Would you please return the lines of the entries below starting at the line that has "Where can you spot the brown fallen" and ending at the line that has "Where can you spot the dry leaf?", both included, exactly as they are?

(Natural language region descriptions)
_ _ _ _

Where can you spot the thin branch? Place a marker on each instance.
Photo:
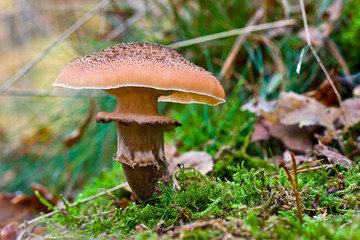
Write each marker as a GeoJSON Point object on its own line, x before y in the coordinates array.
{"type": "Point", "coordinates": [234, 32]}
{"type": "Point", "coordinates": [60, 38]}
{"type": "Point", "coordinates": [229, 62]}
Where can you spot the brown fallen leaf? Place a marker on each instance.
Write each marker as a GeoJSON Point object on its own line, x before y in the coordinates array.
{"type": "Point", "coordinates": [351, 116]}
{"type": "Point", "coordinates": [292, 136]}
{"type": "Point", "coordinates": [333, 156]}
{"type": "Point", "coordinates": [292, 108]}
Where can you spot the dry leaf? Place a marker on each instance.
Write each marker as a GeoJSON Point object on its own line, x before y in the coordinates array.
{"type": "Point", "coordinates": [325, 93]}
{"type": "Point", "coordinates": [292, 136]}
{"type": "Point", "coordinates": [333, 156]}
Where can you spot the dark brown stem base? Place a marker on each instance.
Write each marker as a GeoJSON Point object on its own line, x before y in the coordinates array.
{"type": "Point", "coordinates": [144, 180]}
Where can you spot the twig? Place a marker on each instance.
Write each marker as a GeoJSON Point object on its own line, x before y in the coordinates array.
{"type": "Point", "coordinates": [60, 38]}
{"type": "Point", "coordinates": [229, 62]}
{"type": "Point", "coordinates": [77, 203]}
{"type": "Point", "coordinates": [294, 184]}
{"type": "Point", "coordinates": [234, 32]}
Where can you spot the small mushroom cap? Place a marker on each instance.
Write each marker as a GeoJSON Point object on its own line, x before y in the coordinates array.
{"type": "Point", "coordinates": [143, 64]}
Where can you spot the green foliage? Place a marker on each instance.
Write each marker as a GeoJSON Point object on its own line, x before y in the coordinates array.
{"type": "Point", "coordinates": [349, 34]}
{"type": "Point", "coordinates": [254, 195]}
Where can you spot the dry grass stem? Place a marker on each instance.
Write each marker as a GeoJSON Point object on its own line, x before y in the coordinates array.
{"type": "Point", "coordinates": [234, 32]}
{"type": "Point", "coordinates": [226, 70]}
{"type": "Point", "coordinates": [123, 185]}
{"type": "Point", "coordinates": [338, 96]}
{"type": "Point", "coordinates": [59, 39]}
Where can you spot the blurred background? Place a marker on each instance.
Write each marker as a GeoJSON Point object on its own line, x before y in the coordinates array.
{"type": "Point", "coordinates": [49, 136]}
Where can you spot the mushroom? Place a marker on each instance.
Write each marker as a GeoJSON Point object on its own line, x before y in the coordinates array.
{"type": "Point", "coordinates": [139, 75]}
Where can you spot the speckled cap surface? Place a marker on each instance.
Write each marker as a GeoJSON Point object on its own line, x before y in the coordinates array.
{"type": "Point", "coordinates": [143, 64]}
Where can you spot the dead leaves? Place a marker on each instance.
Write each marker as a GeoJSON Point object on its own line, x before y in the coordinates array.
{"type": "Point", "coordinates": [300, 120]}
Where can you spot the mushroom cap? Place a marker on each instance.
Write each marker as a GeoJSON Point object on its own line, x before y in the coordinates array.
{"type": "Point", "coordinates": [142, 64]}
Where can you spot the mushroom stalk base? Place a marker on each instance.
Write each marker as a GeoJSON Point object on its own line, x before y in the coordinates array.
{"type": "Point", "coordinates": [141, 152]}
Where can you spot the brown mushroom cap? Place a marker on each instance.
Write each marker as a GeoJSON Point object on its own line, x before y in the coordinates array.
{"type": "Point", "coordinates": [143, 64]}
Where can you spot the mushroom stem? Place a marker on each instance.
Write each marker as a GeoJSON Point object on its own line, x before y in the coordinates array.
{"type": "Point", "coordinates": [140, 130]}
{"type": "Point", "coordinates": [141, 152]}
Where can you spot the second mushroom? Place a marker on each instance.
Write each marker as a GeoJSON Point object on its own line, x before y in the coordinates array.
{"type": "Point", "coordinates": [139, 75]}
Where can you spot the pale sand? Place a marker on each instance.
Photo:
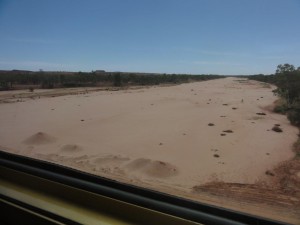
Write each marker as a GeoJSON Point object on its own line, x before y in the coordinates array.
{"type": "Point", "coordinates": [156, 137]}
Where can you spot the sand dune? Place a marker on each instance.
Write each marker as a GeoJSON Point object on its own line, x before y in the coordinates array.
{"type": "Point", "coordinates": [152, 168]}
{"type": "Point", "coordinates": [71, 148]}
{"type": "Point", "coordinates": [39, 138]}
{"type": "Point", "coordinates": [170, 139]}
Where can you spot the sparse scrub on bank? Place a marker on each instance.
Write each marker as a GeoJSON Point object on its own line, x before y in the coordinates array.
{"type": "Point", "coordinates": [287, 80]}
{"type": "Point", "coordinates": [11, 80]}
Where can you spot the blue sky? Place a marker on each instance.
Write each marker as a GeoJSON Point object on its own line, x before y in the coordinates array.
{"type": "Point", "coordinates": [168, 36]}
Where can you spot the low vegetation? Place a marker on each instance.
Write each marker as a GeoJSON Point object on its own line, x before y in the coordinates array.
{"type": "Point", "coordinates": [17, 79]}
{"type": "Point", "coordinates": [287, 80]}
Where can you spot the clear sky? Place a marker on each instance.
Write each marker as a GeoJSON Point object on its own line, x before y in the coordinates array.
{"type": "Point", "coordinates": [168, 36]}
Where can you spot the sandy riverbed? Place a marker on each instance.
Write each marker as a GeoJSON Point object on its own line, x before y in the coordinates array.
{"type": "Point", "coordinates": [158, 137]}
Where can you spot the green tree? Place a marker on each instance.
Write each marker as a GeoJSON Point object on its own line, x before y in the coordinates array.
{"type": "Point", "coordinates": [117, 80]}
{"type": "Point", "coordinates": [283, 68]}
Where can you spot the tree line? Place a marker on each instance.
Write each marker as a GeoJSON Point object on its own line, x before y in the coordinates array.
{"type": "Point", "coordinates": [287, 81]}
{"type": "Point", "coordinates": [10, 80]}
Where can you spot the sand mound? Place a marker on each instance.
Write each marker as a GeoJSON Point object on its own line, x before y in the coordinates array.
{"type": "Point", "coordinates": [111, 160]}
{"type": "Point", "coordinates": [71, 148]}
{"type": "Point", "coordinates": [152, 168]}
{"type": "Point", "coordinates": [39, 138]}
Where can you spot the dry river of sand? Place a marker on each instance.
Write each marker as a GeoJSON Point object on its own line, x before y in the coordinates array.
{"type": "Point", "coordinates": [166, 138]}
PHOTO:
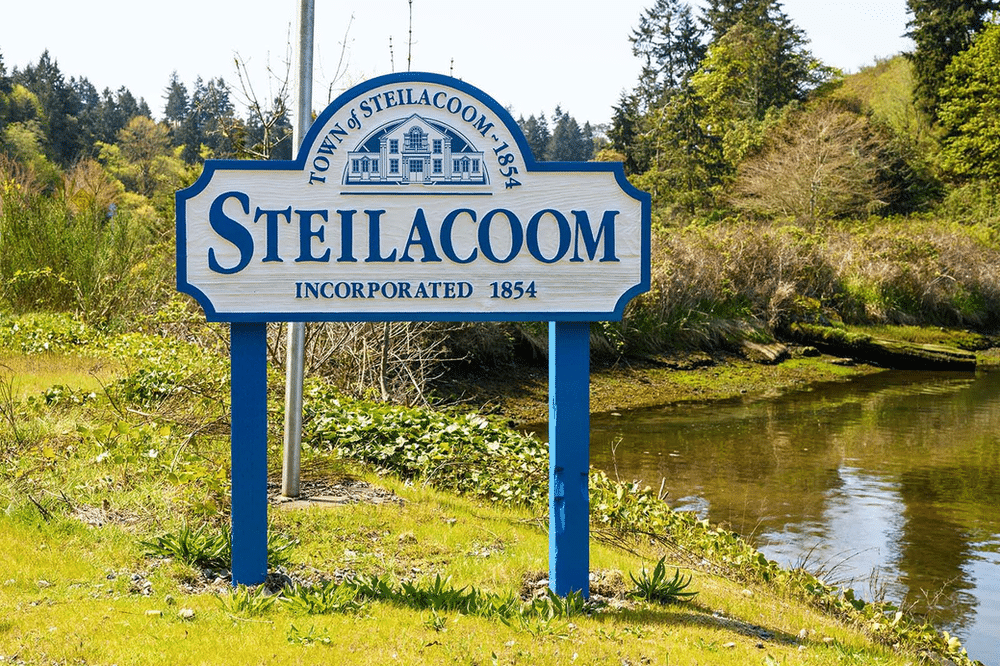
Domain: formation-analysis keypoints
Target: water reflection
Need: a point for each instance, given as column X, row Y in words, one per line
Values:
column 897, row 474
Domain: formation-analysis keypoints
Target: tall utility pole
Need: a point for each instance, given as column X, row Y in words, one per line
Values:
column 295, row 352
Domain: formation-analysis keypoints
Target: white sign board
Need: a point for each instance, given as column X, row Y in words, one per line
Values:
column 413, row 197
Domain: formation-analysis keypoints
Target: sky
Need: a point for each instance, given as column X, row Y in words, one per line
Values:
column 529, row 55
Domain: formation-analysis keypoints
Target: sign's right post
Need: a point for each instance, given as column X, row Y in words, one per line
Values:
column 569, row 457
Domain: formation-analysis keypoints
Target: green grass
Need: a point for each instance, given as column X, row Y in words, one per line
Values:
column 61, row 605
column 90, row 491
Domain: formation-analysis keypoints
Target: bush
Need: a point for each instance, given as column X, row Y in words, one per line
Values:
column 96, row 261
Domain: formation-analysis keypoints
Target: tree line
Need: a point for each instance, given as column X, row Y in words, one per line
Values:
column 733, row 112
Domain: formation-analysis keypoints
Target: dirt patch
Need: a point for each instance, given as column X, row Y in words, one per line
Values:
column 332, row 493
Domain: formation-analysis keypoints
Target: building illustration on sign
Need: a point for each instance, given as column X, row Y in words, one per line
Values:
column 415, row 151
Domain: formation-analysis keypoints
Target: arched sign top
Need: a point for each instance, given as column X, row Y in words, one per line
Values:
column 413, row 196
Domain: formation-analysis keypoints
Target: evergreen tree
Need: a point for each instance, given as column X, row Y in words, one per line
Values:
column 210, row 122
column 784, row 69
column 176, row 107
column 941, row 29
column 536, row 132
column 669, row 42
column 969, row 110
column 89, row 114
column 567, row 143
column 60, row 106
column 5, row 88
column 624, row 132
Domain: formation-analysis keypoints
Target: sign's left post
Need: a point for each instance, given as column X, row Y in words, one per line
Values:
column 248, row 392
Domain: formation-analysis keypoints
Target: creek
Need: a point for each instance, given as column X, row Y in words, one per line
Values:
column 889, row 484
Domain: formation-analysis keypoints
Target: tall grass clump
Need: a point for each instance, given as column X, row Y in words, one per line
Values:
column 99, row 262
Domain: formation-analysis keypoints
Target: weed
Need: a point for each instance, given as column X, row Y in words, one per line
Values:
column 244, row 601
column 201, row 546
column 657, row 587
column 321, row 599
column 313, row 636
column 211, row 548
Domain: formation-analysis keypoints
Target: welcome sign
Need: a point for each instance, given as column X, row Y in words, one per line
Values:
column 413, row 196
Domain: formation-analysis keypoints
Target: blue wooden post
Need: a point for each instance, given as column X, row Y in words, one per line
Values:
column 248, row 375
column 569, row 457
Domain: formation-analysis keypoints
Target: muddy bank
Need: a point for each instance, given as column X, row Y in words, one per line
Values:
column 519, row 392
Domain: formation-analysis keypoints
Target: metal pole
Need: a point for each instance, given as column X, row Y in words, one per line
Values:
column 295, row 351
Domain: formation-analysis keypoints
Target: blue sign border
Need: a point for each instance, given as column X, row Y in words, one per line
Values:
column 211, row 166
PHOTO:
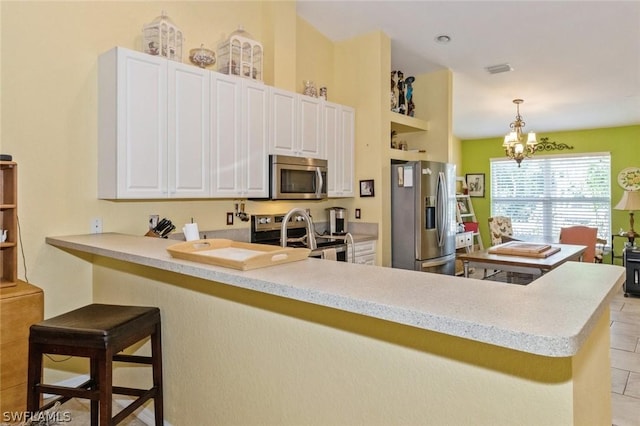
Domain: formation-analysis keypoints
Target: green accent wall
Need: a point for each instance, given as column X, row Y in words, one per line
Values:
column 622, row 142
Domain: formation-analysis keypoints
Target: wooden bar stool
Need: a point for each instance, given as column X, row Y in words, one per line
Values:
column 98, row 332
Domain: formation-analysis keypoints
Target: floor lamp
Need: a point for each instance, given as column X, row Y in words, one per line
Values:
column 630, row 201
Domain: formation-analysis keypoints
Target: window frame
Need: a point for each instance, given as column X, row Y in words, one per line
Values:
column 543, row 204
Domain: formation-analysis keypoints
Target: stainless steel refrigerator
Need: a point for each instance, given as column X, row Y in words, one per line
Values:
column 423, row 219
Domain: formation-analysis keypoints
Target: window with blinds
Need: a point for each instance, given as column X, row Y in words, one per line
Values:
column 548, row 193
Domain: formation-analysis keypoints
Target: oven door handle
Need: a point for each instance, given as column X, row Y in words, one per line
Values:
column 319, row 182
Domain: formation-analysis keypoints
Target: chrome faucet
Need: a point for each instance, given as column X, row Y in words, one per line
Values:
column 311, row 233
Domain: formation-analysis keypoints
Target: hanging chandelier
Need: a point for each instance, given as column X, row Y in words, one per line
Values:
column 514, row 145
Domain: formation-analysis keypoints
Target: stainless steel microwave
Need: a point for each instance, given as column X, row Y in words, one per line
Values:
column 297, row 178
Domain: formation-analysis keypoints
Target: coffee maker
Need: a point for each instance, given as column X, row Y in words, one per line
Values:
column 337, row 220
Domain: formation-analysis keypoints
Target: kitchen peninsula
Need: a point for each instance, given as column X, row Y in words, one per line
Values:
column 319, row 342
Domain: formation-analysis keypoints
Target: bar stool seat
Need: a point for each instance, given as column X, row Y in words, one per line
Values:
column 98, row 332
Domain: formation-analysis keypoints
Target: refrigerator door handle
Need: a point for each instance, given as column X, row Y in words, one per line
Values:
column 441, row 215
column 437, row 262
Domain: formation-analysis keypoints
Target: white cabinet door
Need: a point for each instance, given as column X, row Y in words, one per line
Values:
column 309, row 126
column 282, row 123
column 346, row 150
column 239, row 138
column 226, row 136
column 339, row 139
column 132, row 135
column 295, row 125
column 188, row 131
column 255, row 139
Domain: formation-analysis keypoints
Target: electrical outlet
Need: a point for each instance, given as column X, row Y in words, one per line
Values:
column 153, row 220
column 96, row 225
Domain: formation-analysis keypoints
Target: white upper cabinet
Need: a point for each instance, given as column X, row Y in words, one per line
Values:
column 295, row 125
column 153, row 127
column 173, row 130
column 132, row 130
column 225, row 135
column 282, row 123
column 255, row 137
column 188, row 131
column 239, row 137
column 310, row 127
column 338, row 132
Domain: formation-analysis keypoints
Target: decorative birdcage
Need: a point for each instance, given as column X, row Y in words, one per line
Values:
column 241, row 55
column 162, row 37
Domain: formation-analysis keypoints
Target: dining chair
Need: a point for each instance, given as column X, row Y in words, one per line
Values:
column 585, row 236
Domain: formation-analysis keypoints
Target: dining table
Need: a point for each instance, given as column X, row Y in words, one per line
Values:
column 526, row 264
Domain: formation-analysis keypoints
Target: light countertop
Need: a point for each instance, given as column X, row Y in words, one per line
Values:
column 552, row 316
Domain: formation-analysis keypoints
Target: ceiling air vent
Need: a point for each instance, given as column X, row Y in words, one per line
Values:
column 496, row 69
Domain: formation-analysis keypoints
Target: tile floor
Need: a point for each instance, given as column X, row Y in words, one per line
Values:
column 625, row 360
column 625, row 365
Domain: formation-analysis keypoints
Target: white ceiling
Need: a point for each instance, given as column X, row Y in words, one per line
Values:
column 576, row 63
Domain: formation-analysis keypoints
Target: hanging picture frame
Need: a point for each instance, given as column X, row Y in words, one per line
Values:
column 366, row 188
column 475, row 184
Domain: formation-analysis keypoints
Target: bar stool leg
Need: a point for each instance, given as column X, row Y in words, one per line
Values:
column 34, row 378
column 105, row 384
column 156, row 353
column 94, row 385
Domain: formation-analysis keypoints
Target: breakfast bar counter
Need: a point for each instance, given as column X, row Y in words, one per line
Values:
column 320, row 342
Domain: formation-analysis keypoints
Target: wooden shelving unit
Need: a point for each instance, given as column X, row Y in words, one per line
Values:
column 9, row 222
column 465, row 213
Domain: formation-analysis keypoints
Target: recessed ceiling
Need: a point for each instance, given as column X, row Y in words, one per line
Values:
column 576, row 64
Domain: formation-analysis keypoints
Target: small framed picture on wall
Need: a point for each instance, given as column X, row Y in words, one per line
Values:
column 366, row 188
column 475, row 184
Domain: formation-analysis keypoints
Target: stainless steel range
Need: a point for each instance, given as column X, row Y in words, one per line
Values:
column 267, row 229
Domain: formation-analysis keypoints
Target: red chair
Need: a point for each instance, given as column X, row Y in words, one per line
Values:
column 583, row 236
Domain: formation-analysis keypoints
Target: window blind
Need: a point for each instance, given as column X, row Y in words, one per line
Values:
column 550, row 192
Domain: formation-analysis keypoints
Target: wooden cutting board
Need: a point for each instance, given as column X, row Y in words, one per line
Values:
column 519, row 248
column 236, row 254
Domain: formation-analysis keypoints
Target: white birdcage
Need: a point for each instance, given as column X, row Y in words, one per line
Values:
column 162, row 37
column 241, row 55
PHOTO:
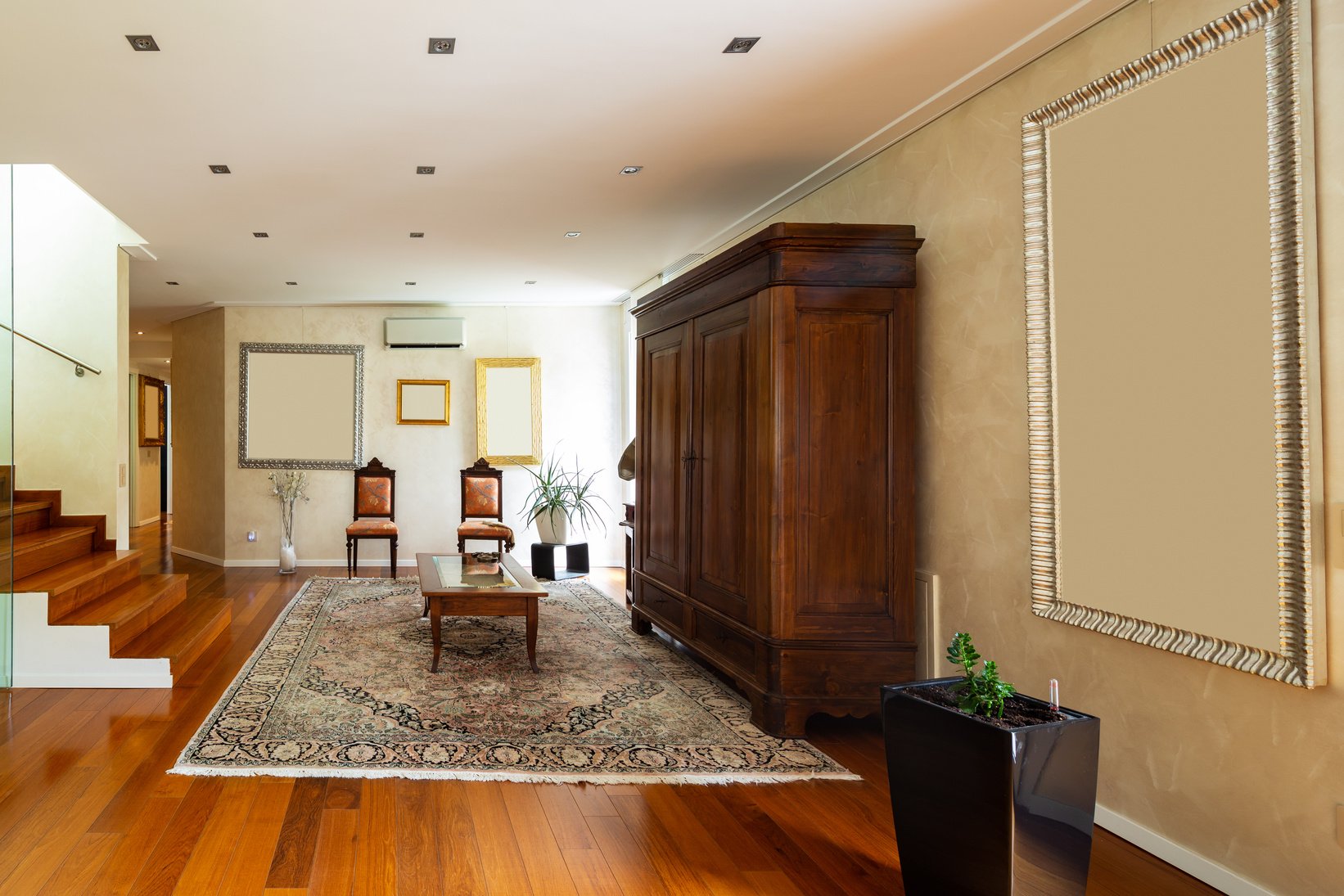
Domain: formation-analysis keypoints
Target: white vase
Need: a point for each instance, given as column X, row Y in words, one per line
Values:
column 288, row 562
column 552, row 527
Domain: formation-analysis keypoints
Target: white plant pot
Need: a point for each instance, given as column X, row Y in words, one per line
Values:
column 552, row 527
column 288, row 561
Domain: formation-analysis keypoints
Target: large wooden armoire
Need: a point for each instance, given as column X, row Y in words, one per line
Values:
column 776, row 480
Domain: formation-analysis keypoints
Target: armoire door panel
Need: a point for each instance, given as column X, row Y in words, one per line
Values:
column 722, row 433
column 664, row 397
column 844, row 484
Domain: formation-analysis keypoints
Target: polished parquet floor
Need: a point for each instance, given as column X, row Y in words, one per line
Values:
column 86, row 808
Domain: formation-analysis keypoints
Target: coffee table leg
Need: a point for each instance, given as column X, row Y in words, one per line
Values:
column 433, row 628
column 531, row 633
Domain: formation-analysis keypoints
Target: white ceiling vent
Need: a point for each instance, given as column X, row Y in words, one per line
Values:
column 678, row 266
column 424, row 332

_ _ _ _

## Answer below
Where can you spot the brown fallen leaf? Place a marker on each instance.
Write each marker as a GeoJSON Point object on its own line, x before y in the coordinates array.
{"type": "Point", "coordinates": [351, 116]}
{"type": "Point", "coordinates": [292, 136]}
{"type": "Point", "coordinates": [333, 156]}
{"type": "Point", "coordinates": [292, 108]}
Where can you spot the dry leaf? Place a marker on each instance.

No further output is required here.